── Records to process
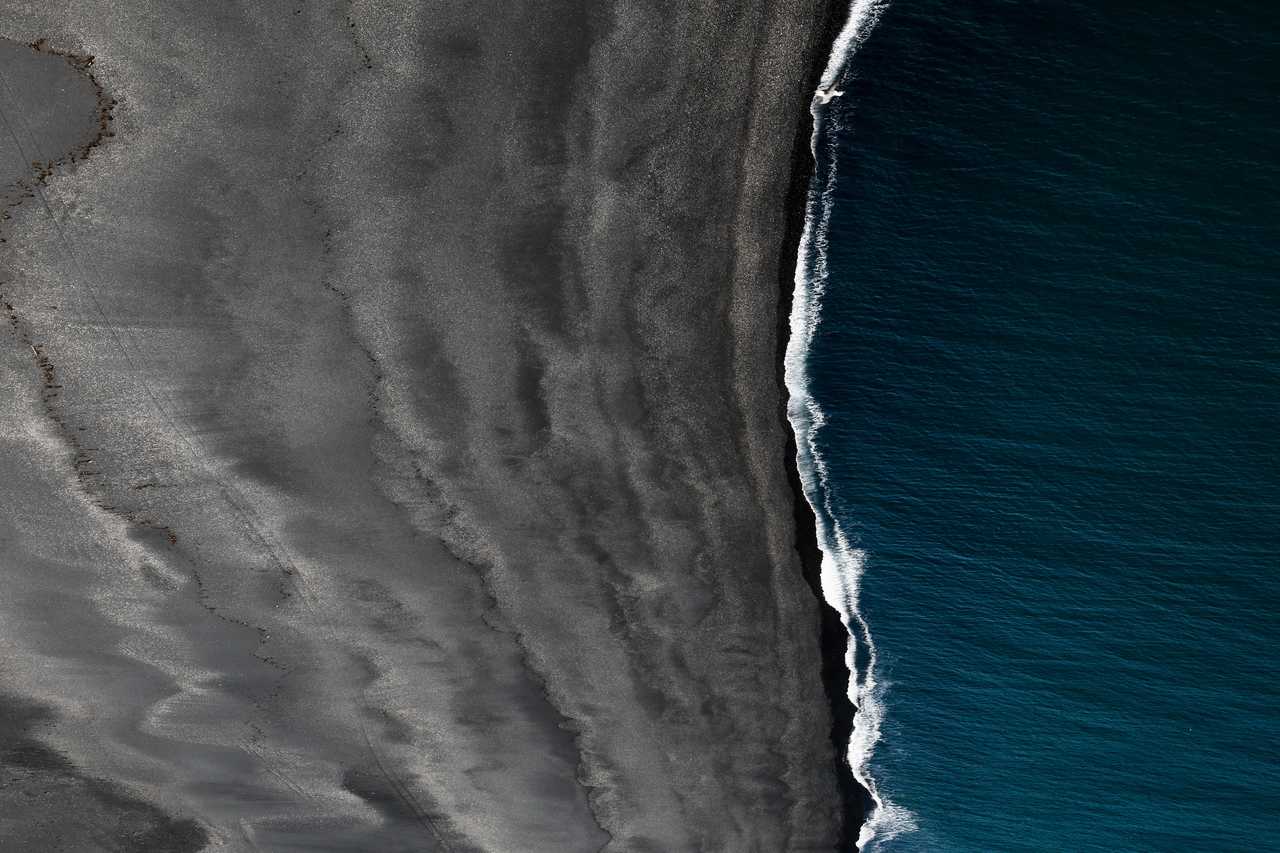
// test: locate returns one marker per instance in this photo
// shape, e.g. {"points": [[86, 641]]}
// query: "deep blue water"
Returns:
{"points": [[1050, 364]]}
────
Give every line of the rows above as a JSON list of strings, one string per line, skipping blank lines and leaving the pictures out.

Complete output:
[
  "// test: locate returns one marker per instance in this photo",
  "// shape, e.g. {\"points\": [[86, 641]]}",
  "// query: \"deep blue water\"",
  "Returns:",
  "{\"points\": [[1050, 364]]}"
]